Source data:

-=-=-

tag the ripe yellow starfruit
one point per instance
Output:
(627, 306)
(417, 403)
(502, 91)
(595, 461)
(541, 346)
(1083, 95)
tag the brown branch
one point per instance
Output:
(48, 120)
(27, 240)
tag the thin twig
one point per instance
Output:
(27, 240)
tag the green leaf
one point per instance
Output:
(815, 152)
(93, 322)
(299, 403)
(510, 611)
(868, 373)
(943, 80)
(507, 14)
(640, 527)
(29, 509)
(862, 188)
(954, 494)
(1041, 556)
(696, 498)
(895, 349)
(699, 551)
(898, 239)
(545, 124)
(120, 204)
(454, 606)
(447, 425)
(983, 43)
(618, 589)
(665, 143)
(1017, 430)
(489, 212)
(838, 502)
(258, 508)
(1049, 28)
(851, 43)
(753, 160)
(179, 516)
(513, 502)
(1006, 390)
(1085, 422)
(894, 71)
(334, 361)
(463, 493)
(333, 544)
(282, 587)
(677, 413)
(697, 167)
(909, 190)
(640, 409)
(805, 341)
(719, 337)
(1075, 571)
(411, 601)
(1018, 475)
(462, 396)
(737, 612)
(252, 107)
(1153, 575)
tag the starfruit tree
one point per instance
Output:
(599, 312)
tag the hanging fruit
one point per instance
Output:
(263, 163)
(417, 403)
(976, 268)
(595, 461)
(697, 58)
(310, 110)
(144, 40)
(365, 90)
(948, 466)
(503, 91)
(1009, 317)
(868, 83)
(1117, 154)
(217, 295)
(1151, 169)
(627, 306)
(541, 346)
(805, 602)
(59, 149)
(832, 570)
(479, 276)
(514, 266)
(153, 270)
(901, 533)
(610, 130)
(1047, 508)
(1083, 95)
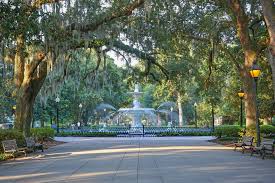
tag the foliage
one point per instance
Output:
(87, 134)
(184, 134)
(267, 129)
(42, 134)
(227, 131)
(10, 135)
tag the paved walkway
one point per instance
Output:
(138, 160)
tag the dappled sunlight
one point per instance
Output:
(22, 176)
(152, 149)
(94, 174)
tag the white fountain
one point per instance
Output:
(137, 112)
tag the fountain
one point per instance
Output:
(137, 112)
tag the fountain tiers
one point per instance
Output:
(137, 111)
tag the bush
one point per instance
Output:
(87, 134)
(184, 134)
(228, 131)
(12, 134)
(267, 129)
(42, 134)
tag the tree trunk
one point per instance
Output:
(249, 47)
(269, 16)
(250, 92)
(27, 93)
(180, 110)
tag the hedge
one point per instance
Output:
(42, 134)
(267, 129)
(228, 131)
(237, 131)
(163, 134)
(87, 134)
(9, 134)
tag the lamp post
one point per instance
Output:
(57, 100)
(171, 114)
(195, 106)
(80, 108)
(255, 73)
(241, 95)
(105, 116)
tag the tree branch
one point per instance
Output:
(107, 16)
(139, 54)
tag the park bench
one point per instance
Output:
(266, 147)
(10, 147)
(32, 145)
(246, 143)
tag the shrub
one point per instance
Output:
(42, 134)
(184, 134)
(87, 134)
(12, 134)
(228, 131)
(267, 129)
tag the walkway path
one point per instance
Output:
(138, 160)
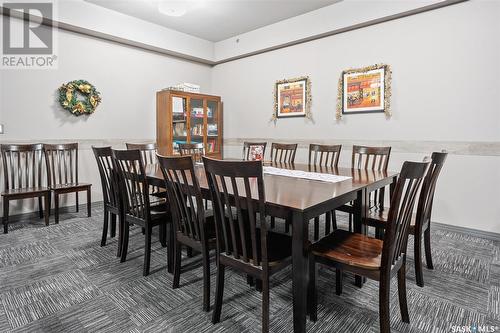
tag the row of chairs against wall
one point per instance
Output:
(194, 228)
(43, 172)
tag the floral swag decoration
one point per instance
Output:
(79, 97)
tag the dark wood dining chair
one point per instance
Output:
(369, 158)
(196, 150)
(24, 178)
(283, 152)
(192, 227)
(112, 205)
(62, 167)
(370, 257)
(247, 149)
(421, 219)
(324, 158)
(134, 195)
(243, 241)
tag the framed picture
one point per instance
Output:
(292, 98)
(364, 90)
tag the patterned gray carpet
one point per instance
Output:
(59, 279)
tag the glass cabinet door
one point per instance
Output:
(179, 122)
(196, 121)
(212, 127)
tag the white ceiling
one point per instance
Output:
(216, 20)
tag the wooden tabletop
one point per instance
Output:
(297, 193)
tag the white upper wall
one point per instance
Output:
(330, 18)
(89, 16)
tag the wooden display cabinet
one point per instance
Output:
(183, 117)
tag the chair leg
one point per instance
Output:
(177, 264)
(89, 203)
(47, 208)
(328, 221)
(312, 296)
(56, 207)
(113, 225)
(206, 279)
(5, 217)
(417, 250)
(105, 228)
(316, 228)
(170, 248)
(163, 235)
(403, 304)
(265, 305)
(384, 296)
(219, 292)
(125, 236)
(334, 219)
(147, 251)
(339, 280)
(427, 243)
(40, 207)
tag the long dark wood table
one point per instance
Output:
(300, 200)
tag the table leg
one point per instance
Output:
(300, 270)
(360, 213)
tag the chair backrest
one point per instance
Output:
(148, 151)
(132, 182)
(283, 152)
(239, 185)
(328, 155)
(104, 158)
(62, 163)
(400, 212)
(426, 198)
(23, 166)
(250, 148)
(370, 158)
(184, 193)
(196, 150)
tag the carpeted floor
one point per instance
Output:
(59, 279)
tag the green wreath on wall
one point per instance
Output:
(79, 97)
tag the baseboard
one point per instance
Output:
(469, 231)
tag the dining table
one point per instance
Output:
(301, 199)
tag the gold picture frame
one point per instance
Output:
(292, 98)
(365, 90)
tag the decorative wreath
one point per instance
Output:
(79, 97)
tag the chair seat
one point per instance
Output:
(379, 218)
(25, 190)
(351, 249)
(59, 187)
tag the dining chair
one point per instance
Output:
(243, 241)
(369, 158)
(111, 203)
(192, 227)
(324, 158)
(249, 147)
(283, 152)
(370, 257)
(24, 178)
(62, 167)
(421, 219)
(197, 150)
(134, 192)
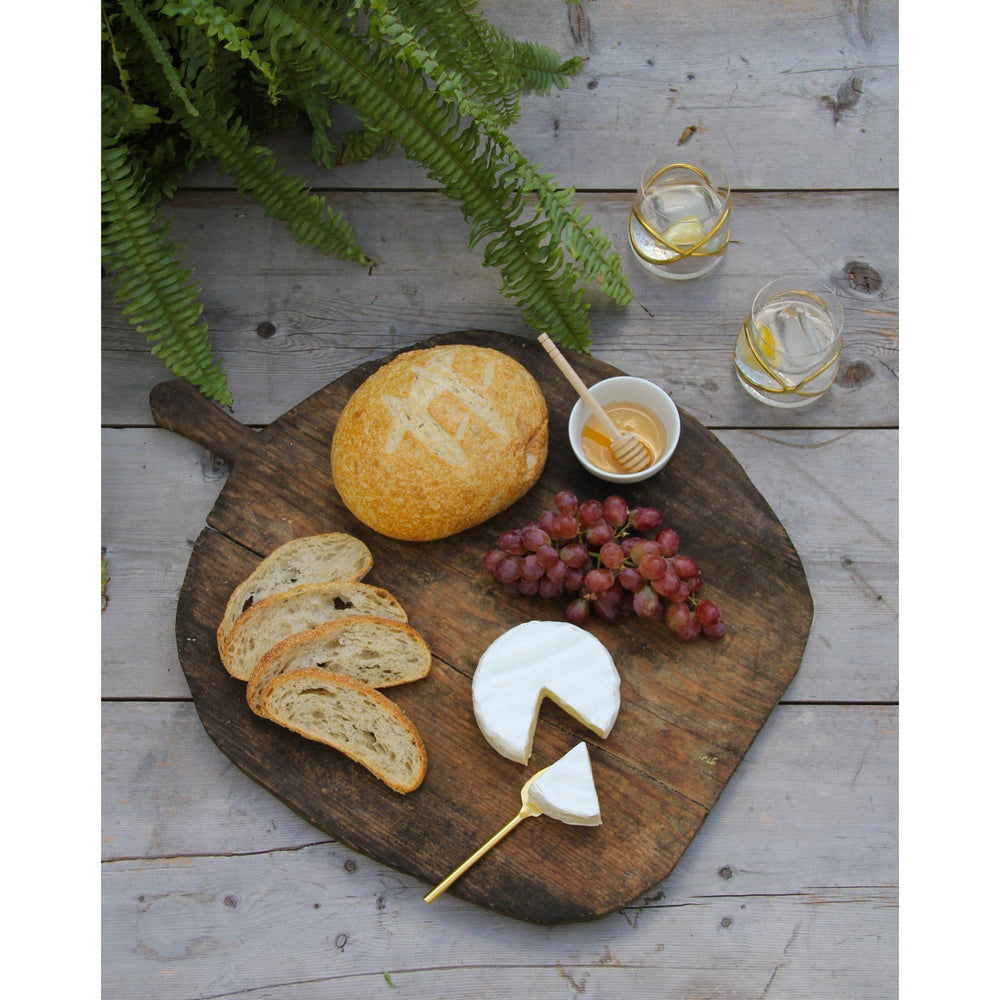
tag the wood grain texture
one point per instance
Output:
(833, 490)
(788, 95)
(689, 712)
(211, 886)
(286, 320)
(252, 900)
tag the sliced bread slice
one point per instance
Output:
(379, 651)
(312, 559)
(265, 623)
(351, 717)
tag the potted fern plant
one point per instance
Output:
(196, 80)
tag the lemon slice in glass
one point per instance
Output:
(687, 232)
(767, 342)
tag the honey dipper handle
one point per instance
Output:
(574, 380)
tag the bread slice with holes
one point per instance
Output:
(312, 559)
(352, 717)
(298, 609)
(380, 652)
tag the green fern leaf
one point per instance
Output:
(283, 196)
(158, 296)
(430, 131)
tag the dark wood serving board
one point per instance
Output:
(688, 712)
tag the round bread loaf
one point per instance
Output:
(439, 440)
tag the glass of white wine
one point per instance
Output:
(679, 223)
(788, 350)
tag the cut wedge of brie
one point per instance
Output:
(565, 790)
(539, 660)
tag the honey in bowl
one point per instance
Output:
(634, 417)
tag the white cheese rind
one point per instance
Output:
(565, 790)
(536, 660)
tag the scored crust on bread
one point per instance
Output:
(438, 440)
(311, 559)
(380, 652)
(267, 622)
(352, 717)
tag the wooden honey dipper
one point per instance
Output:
(627, 449)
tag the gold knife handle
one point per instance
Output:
(526, 810)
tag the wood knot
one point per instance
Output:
(854, 375)
(862, 277)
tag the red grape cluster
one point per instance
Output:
(596, 554)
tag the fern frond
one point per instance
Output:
(283, 196)
(431, 132)
(464, 42)
(221, 24)
(159, 53)
(158, 296)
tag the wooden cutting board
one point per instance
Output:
(688, 712)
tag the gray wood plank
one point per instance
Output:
(282, 912)
(835, 492)
(286, 320)
(800, 95)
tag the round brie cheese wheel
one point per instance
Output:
(565, 790)
(537, 660)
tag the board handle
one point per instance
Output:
(178, 406)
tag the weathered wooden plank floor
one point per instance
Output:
(211, 888)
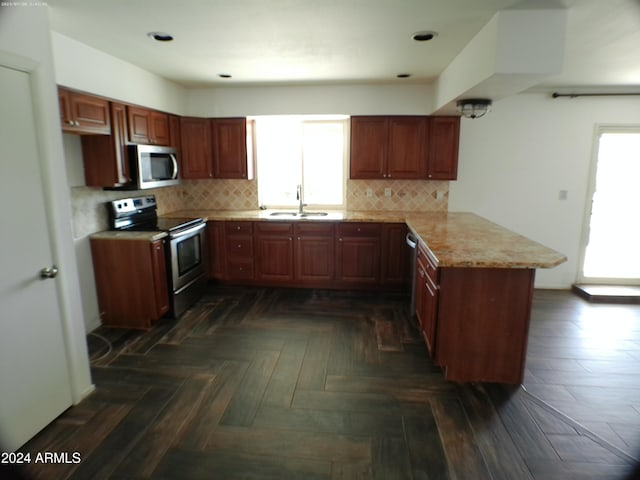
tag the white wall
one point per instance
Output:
(514, 161)
(84, 68)
(298, 100)
(24, 31)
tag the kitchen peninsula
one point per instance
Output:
(473, 278)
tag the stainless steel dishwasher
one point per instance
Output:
(412, 241)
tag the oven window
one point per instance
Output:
(189, 255)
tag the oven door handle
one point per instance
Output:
(189, 231)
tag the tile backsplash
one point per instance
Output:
(90, 213)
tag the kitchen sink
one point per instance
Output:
(298, 214)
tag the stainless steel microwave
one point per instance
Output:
(152, 166)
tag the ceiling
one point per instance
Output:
(276, 42)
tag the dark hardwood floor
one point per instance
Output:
(284, 384)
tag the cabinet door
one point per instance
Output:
(216, 254)
(358, 254)
(314, 253)
(229, 137)
(139, 125)
(160, 132)
(395, 256)
(195, 139)
(105, 156)
(442, 163)
(368, 147)
(407, 142)
(82, 113)
(159, 268)
(274, 252)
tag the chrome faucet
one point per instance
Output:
(301, 205)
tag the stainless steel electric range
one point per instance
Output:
(185, 249)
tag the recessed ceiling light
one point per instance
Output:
(160, 36)
(424, 36)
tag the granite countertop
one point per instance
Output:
(462, 239)
(124, 235)
(456, 239)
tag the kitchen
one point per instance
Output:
(487, 181)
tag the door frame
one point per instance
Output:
(599, 129)
(48, 133)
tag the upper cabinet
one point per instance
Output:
(148, 126)
(230, 159)
(195, 140)
(80, 113)
(216, 148)
(444, 134)
(404, 147)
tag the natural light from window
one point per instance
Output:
(614, 232)
(301, 150)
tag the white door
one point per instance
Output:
(610, 252)
(34, 378)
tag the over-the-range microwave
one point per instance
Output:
(151, 166)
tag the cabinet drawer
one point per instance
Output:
(359, 229)
(283, 228)
(244, 228)
(240, 269)
(315, 229)
(428, 264)
(239, 246)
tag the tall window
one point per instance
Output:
(611, 252)
(295, 150)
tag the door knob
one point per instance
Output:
(49, 272)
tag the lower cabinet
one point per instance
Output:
(474, 321)
(309, 254)
(274, 252)
(358, 254)
(131, 281)
(238, 251)
(314, 254)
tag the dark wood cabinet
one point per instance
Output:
(83, 114)
(274, 252)
(105, 156)
(368, 157)
(239, 251)
(404, 147)
(216, 247)
(229, 139)
(314, 254)
(195, 143)
(444, 137)
(358, 254)
(396, 255)
(148, 126)
(388, 147)
(131, 281)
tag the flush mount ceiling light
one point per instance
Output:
(424, 36)
(473, 107)
(160, 36)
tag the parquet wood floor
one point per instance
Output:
(258, 383)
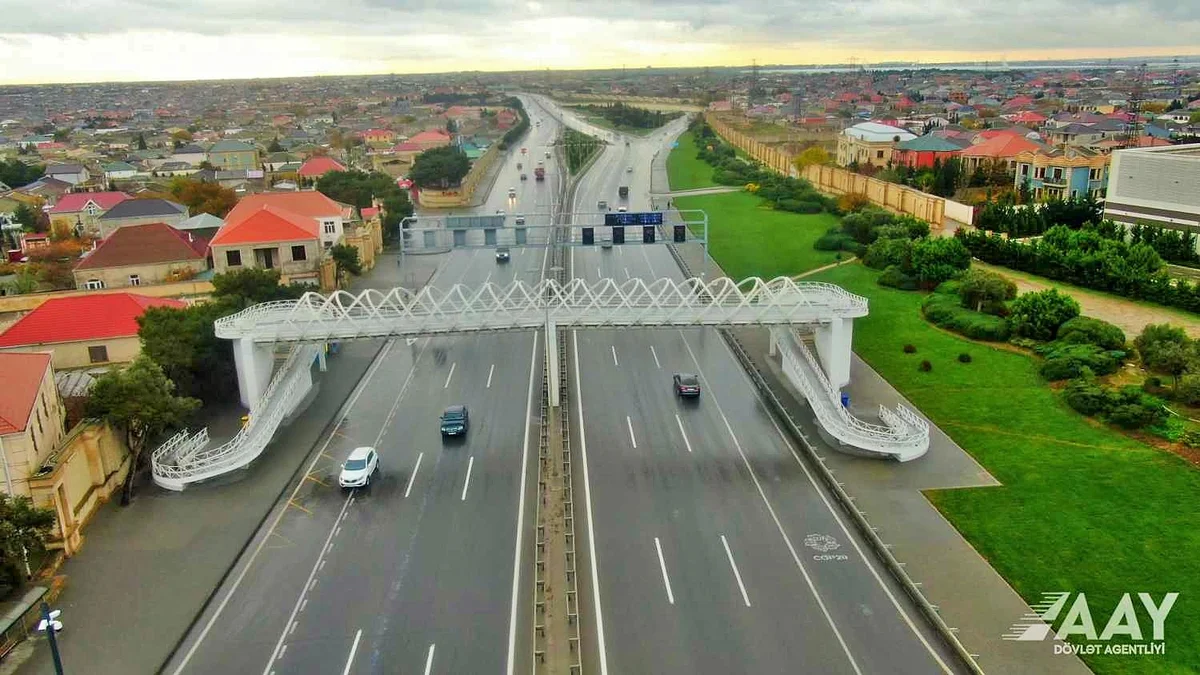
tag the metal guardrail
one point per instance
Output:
(180, 460)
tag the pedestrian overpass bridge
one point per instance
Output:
(825, 310)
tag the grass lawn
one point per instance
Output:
(684, 171)
(751, 239)
(1081, 508)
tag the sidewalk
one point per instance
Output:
(145, 571)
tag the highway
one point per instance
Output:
(712, 549)
(426, 569)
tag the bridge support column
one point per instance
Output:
(833, 340)
(255, 363)
(552, 362)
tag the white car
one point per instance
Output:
(359, 467)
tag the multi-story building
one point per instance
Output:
(1156, 186)
(1062, 173)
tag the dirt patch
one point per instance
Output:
(1128, 315)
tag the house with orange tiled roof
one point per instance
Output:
(283, 231)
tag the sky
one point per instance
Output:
(156, 40)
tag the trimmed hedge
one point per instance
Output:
(943, 310)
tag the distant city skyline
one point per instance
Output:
(169, 40)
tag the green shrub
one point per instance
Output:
(945, 311)
(1038, 315)
(895, 278)
(1087, 330)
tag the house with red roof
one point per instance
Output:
(85, 330)
(142, 255)
(83, 209)
(318, 166)
(285, 231)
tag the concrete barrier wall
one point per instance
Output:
(837, 180)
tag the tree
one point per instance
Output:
(439, 167)
(347, 260)
(141, 401)
(23, 529)
(203, 197)
(1039, 314)
(1167, 350)
(810, 156)
(985, 291)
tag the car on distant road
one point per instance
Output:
(687, 384)
(359, 467)
(455, 420)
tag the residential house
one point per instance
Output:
(233, 155)
(75, 174)
(119, 171)
(88, 330)
(82, 210)
(285, 231)
(141, 211)
(139, 255)
(318, 166)
(869, 143)
(1062, 173)
(923, 151)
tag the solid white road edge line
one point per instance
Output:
(413, 477)
(354, 647)
(663, 565)
(471, 464)
(771, 509)
(587, 503)
(682, 432)
(737, 574)
(237, 583)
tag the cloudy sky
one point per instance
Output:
(137, 40)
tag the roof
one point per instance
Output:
(21, 378)
(144, 244)
(144, 208)
(321, 166)
(268, 223)
(929, 143)
(231, 145)
(83, 317)
(78, 201)
(876, 132)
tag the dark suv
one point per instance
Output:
(455, 420)
(687, 384)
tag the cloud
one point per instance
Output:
(394, 35)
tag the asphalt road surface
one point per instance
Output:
(420, 571)
(712, 548)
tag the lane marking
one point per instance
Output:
(737, 574)
(354, 647)
(587, 503)
(429, 661)
(466, 484)
(245, 569)
(682, 432)
(771, 509)
(663, 565)
(413, 477)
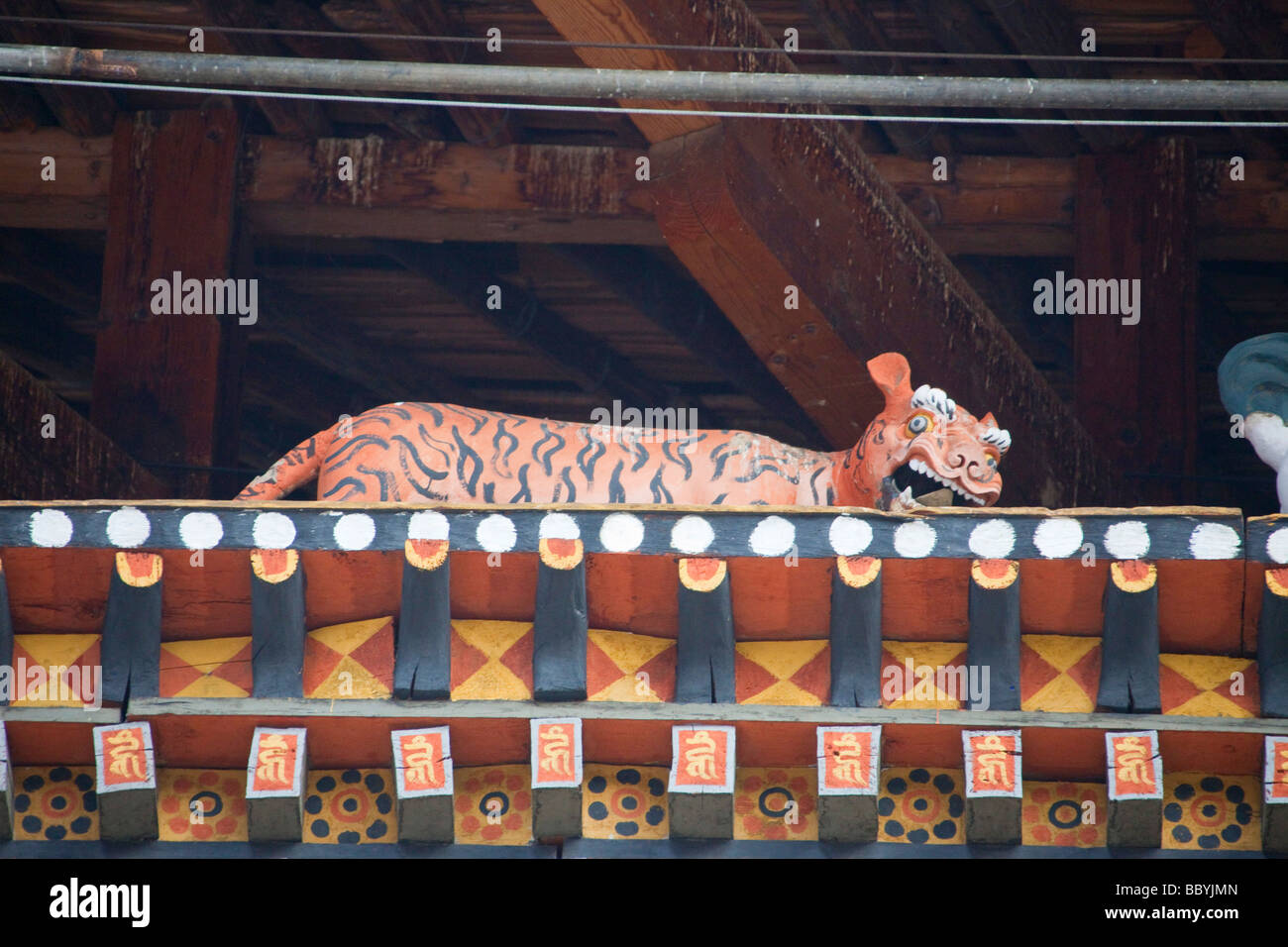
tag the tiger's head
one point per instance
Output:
(923, 442)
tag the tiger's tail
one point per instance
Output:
(292, 471)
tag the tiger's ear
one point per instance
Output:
(890, 371)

-=-=-

What is being asked: For the entries above, count the lines that contain the string "fountain", and state that number without further comment.

Output below: 3